Yapılacak İş
Gezi Parkı davasıyla ilgili metne göre mahkeme kimleri 18'er yıl hapis cezasıyla cezalandırdı? Hepsini sıralayın.

Seçilen Metin
'''

Özgür gazeteciliğe destek olun
Search
Close this search box.

Gezi Parkı davasının avukatları Medyascope’a konuştu | Beraatten mahkûmiyete yargılama – Bundan sonra ne olacak?

Gezi Parkı davasında verilen cezalara tepkiler devam ediyor. Mahkeme, geçen pazartesi günkü (25 Nisan) duruşmada Osman Kavala’nın ağırlaştırılmış müebbet hapisle cezalandırılmasına, Mücella Yapıcı, Çiğdem Mater, Ali Hakan Altınay, Mine Özerden, Can Atalay, Tayfun Kahraman ve Yiğit Ali Ekmekçi’nin ise 18’er yıl hapis ile cezalandırılmalarına ve tutuklanmalarına karar verdi. Dava boyunca yeniden açılan bu dosyanın hukuki bir dayanağı olmadığını söyleyen Gezi Parkı davası avukatlarından Köksal Bayraktar, Evren İşler ve Hürrem Sönmez ile yargılamayı ve bundan sonra işleyecek süreci konuştuk.

 

Köksal Bayraktar: “Osman Kavala hâlâ tutukludur. Bırakın hüküm özlülüğü şunu bunu, tutukludur”

Medyascope Gündem’de Şükran Şençekiçer’e konuk olan ceza hukuku uzmanı Prof. Dr. Köksal Bayraktar, aynı zamanda ağırlaştırılmış müebbet hapis cezası alan Osman Kavala’nın da avukatı. Bayraktar bundan sonraki sürecin iki kola ayrıldığını belirtti. Birinci kolun, Türkiye’den devam eden yargısal süreç olacağına değinen Bayraktar ikinci kolun da Avrupa İnsan Hakları Mahkemesi (AİHM) olduğunu söyledi:

“Bundan sonraki süreç iki kola ayrılıyor. Birinci kol Türkiye’de cereyan edecek olan yargısal süreç. Ne olacak bu? İstinaf yoluna başvuracağız. Yani İstanbul Bölge Adliye Mahkemesi’ne konuyu götüreceğiz. Onun vereceği karara göre konu daha sonra Yargıtay’a gidecek. Yargıtay’da da bununla irdelenecek. Cumhuriyet Başsavcılığı’nın itiraz yolu var. Bu da olağanüstü kanun yoludur. Türkiye’de sistem bu şekilde üç kademeden geçecek. Ama ilk kademeler çok önemli. Yani istinaf mahkemesinin olayı bütün boyutlarıyla denetlemesi, bütün boyutlarıyla yargının içerisine alması çok önemli. Ve tabii ki yüksek mahkeme. Yargıtay da bunu bütün yönleriyle inceleyecektir. Gelelim ikinci aşamaya. İkinci kol Avrupa İnsan Hakları Mahkemesi (AİHM) önündeki olaydır. Bu bitmedi. Şimdi Türkiye’de yargıda, yargı özlü tutuklama denen bir kavram var. Yani bir kimse hakkında mahkûmiyet kararı verildiğinde artık o insan yargılanmakta olan tutuklu değil, yargılaması bitmiş, mahkûm olmuş kişi statüsüne geliyor. Genellikle uygulama şunu iddia ediyor: ‘Yargı özlü, hüküm özlü tutuklama gerçek anlamdaki tutuklamadan farklıdır. Dolayısıyla AİHM yolu kapanmıştır.’ Hayır, bu tamamen yanlıştır. Osman Kavala hâlâ tutukludur. Bırakın hüküm özlülüğü şunu bunu, tutukludur.”

'''

(Kayıtlı veriler)
'''

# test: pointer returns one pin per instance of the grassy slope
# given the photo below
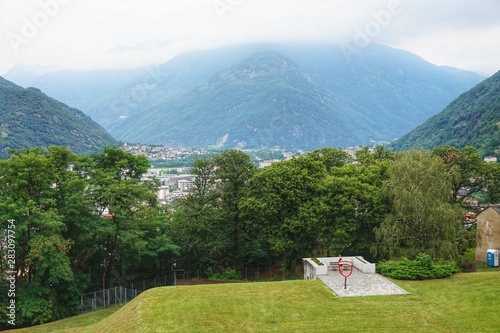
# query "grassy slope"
(464, 303)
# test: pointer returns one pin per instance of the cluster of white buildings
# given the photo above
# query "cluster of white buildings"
(172, 185)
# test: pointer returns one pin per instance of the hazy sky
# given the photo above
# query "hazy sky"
(86, 34)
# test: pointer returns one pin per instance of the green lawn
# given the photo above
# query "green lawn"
(463, 303)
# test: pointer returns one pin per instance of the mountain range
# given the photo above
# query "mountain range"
(473, 119)
(264, 95)
(29, 118)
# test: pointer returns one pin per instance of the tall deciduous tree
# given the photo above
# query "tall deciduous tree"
(279, 204)
(421, 219)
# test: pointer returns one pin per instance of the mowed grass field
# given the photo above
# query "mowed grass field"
(464, 303)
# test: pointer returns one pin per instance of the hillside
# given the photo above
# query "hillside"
(303, 306)
(29, 118)
(473, 119)
(263, 102)
(392, 91)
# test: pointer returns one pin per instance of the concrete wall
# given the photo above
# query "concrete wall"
(488, 232)
(311, 269)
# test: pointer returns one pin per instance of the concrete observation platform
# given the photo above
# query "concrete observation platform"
(358, 284)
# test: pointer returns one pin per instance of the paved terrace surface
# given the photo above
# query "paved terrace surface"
(360, 284)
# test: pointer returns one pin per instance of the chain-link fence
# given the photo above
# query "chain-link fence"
(104, 298)
(120, 295)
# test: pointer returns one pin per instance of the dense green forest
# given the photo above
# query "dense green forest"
(83, 223)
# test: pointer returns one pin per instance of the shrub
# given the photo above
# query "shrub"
(317, 261)
(422, 268)
(468, 266)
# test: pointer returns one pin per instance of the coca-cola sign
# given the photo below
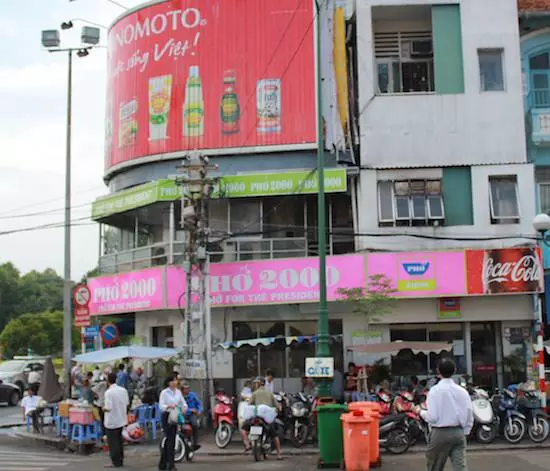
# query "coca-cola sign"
(501, 271)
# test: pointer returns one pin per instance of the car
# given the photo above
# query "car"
(16, 371)
(9, 393)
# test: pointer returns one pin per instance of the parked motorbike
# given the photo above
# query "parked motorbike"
(224, 424)
(301, 419)
(538, 425)
(485, 427)
(259, 439)
(184, 448)
(394, 433)
(512, 423)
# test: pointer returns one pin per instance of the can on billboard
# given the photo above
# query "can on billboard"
(502, 271)
(172, 79)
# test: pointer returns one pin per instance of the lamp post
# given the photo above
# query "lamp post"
(51, 41)
(323, 348)
(541, 224)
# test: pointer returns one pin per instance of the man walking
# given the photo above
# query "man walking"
(450, 415)
(116, 417)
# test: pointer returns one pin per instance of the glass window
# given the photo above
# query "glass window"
(406, 363)
(484, 354)
(539, 62)
(491, 70)
(452, 333)
(245, 217)
(516, 348)
(385, 197)
(283, 217)
(504, 198)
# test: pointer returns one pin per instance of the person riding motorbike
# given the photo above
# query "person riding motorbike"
(194, 410)
(261, 396)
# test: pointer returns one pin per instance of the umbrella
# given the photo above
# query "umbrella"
(394, 347)
(50, 390)
(132, 351)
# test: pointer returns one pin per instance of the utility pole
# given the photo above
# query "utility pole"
(197, 184)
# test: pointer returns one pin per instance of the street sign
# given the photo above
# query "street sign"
(81, 295)
(318, 367)
(110, 334)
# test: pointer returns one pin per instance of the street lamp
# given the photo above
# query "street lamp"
(541, 224)
(51, 41)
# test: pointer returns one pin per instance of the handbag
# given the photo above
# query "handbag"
(173, 417)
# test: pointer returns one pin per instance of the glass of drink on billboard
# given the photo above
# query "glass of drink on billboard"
(268, 105)
(230, 108)
(160, 92)
(193, 107)
(127, 123)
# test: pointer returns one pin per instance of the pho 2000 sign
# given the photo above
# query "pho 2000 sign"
(320, 367)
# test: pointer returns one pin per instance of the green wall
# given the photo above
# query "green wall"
(447, 43)
(457, 196)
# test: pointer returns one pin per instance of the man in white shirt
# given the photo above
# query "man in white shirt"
(269, 381)
(116, 417)
(449, 412)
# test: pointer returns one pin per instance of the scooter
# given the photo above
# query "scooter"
(512, 423)
(394, 433)
(538, 426)
(224, 425)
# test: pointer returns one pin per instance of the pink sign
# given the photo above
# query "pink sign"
(417, 274)
(272, 281)
(127, 292)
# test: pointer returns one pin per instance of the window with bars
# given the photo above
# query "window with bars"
(410, 202)
(404, 62)
(503, 199)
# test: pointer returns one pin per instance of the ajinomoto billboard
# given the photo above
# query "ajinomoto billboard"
(217, 75)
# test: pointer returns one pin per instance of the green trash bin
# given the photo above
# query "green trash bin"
(329, 429)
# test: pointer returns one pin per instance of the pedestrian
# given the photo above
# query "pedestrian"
(269, 380)
(116, 418)
(449, 412)
(170, 399)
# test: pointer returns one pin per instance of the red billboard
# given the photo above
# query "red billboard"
(504, 271)
(216, 75)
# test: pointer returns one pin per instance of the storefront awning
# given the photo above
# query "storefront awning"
(395, 347)
(266, 341)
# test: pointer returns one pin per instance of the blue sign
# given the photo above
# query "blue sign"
(91, 331)
(416, 268)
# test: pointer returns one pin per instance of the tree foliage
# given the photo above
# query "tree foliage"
(42, 333)
(372, 302)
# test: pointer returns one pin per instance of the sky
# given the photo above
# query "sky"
(33, 94)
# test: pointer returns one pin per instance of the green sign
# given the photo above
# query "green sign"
(288, 183)
(233, 186)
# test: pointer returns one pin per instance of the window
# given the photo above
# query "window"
(410, 202)
(491, 72)
(503, 198)
(405, 62)
(544, 197)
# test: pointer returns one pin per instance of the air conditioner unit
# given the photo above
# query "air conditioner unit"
(422, 48)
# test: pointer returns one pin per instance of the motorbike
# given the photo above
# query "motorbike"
(512, 423)
(485, 424)
(538, 426)
(394, 433)
(301, 419)
(224, 424)
(184, 448)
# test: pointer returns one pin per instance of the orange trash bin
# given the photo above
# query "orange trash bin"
(371, 409)
(356, 433)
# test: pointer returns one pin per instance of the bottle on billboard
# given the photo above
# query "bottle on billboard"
(268, 105)
(515, 270)
(193, 107)
(230, 108)
(160, 93)
(127, 123)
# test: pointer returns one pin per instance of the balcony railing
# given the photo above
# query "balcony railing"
(226, 251)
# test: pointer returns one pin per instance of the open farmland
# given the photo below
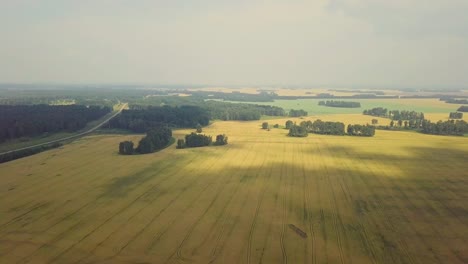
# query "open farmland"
(418, 105)
(398, 197)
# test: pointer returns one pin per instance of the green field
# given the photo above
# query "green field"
(398, 197)
(418, 105)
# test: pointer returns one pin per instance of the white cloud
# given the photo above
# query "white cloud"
(223, 42)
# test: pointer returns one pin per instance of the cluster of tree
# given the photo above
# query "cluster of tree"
(456, 115)
(126, 148)
(463, 108)
(156, 138)
(397, 115)
(243, 112)
(141, 120)
(450, 127)
(194, 140)
(263, 96)
(326, 128)
(297, 131)
(358, 91)
(455, 101)
(345, 104)
(407, 124)
(297, 113)
(361, 130)
(26, 152)
(377, 111)
(221, 139)
(32, 120)
(405, 115)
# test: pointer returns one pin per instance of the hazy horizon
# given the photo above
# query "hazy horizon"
(333, 44)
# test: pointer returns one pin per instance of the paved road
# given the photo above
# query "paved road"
(74, 136)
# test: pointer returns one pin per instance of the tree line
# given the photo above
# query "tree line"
(156, 138)
(18, 121)
(328, 128)
(242, 112)
(142, 120)
(449, 127)
(344, 104)
(463, 108)
(454, 101)
(297, 113)
(194, 140)
(456, 115)
(394, 114)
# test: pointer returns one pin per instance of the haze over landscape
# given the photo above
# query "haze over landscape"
(347, 43)
(215, 131)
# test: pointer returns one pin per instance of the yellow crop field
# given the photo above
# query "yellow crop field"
(398, 197)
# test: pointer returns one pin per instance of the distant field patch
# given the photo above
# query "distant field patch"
(419, 105)
(397, 197)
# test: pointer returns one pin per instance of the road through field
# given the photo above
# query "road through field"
(398, 197)
(81, 134)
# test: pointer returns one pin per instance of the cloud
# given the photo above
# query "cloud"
(412, 18)
(332, 43)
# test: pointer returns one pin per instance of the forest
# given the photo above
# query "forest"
(455, 115)
(19, 121)
(463, 108)
(397, 115)
(449, 127)
(156, 138)
(141, 120)
(344, 104)
(297, 113)
(328, 128)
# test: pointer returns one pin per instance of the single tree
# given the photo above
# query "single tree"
(180, 143)
(199, 128)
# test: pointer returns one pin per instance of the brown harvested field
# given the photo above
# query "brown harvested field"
(399, 197)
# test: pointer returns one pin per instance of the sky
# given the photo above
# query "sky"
(319, 43)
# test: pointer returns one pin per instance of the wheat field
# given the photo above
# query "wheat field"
(398, 197)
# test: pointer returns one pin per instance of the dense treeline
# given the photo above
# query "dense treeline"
(455, 101)
(194, 140)
(297, 113)
(463, 108)
(141, 120)
(221, 140)
(328, 128)
(242, 112)
(450, 127)
(156, 138)
(361, 130)
(298, 131)
(263, 96)
(405, 115)
(27, 152)
(344, 104)
(395, 114)
(126, 148)
(32, 120)
(324, 127)
(377, 111)
(456, 115)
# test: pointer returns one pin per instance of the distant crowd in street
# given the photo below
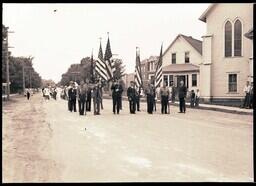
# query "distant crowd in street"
(86, 93)
(248, 99)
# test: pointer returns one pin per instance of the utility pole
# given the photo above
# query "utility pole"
(23, 77)
(30, 81)
(7, 60)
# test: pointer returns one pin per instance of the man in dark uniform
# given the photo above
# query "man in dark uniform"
(72, 94)
(88, 97)
(97, 97)
(182, 95)
(138, 92)
(28, 94)
(150, 98)
(164, 95)
(82, 93)
(117, 90)
(131, 94)
(101, 85)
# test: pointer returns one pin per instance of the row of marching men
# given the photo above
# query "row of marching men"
(84, 92)
(87, 91)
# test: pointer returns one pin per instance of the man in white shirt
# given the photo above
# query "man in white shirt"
(247, 88)
(197, 98)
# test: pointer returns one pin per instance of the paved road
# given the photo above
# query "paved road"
(43, 142)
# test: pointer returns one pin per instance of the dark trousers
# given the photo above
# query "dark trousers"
(121, 103)
(81, 104)
(132, 105)
(69, 105)
(164, 103)
(116, 103)
(96, 106)
(246, 100)
(251, 101)
(173, 98)
(192, 102)
(28, 95)
(101, 103)
(150, 104)
(73, 105)
(88, 104)
(197, 102)
(138, 103)
(154, 104)
(182, 105)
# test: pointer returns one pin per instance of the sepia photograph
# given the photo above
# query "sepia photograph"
(127, 92)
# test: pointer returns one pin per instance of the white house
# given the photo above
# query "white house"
(226, 52)
(181, 62)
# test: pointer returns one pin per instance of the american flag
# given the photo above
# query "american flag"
(108, 60)
(138, 76)
(159, 72)
(100, 66)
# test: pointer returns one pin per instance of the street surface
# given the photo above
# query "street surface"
(44, 142)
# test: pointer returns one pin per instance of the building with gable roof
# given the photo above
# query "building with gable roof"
(181, 61)
(226, 53)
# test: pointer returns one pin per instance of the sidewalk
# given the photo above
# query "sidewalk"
(220, 108)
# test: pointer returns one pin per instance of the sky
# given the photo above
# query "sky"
(57, 39)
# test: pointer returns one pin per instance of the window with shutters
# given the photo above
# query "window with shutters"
(170, 80)
(232, 82)
(194, 80)
(186, 57)
(173, 58)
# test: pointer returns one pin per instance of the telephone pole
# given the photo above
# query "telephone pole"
(5, 32)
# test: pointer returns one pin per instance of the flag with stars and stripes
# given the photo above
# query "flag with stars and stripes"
(159, 72)
(100, 66)
(138, 76)
(109, 60)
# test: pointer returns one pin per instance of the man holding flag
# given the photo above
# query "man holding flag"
(138, 79)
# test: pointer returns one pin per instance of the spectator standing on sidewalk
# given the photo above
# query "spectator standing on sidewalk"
(192, 99)
(131, 94)
(89, 96)
(72, 94)
(247, 94)
(251, 96)
(117, 90)
(197, 98)
(81, 95)
(97, 96)
(164, 96)
(182, 95)
(150, 92)
(28, 94)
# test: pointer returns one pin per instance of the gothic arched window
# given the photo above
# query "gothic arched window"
(228, 39)
(238, 38)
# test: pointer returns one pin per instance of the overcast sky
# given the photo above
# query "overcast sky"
(58, 39)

'''

Çözüm
- Mücella Yapıcı
- Çiğdem Mater
- Ali Hakan Altınay
- Mine Özerden
- Can Atalay
- Tayfun Kahraman
- Yiğit Ali Ekmekçi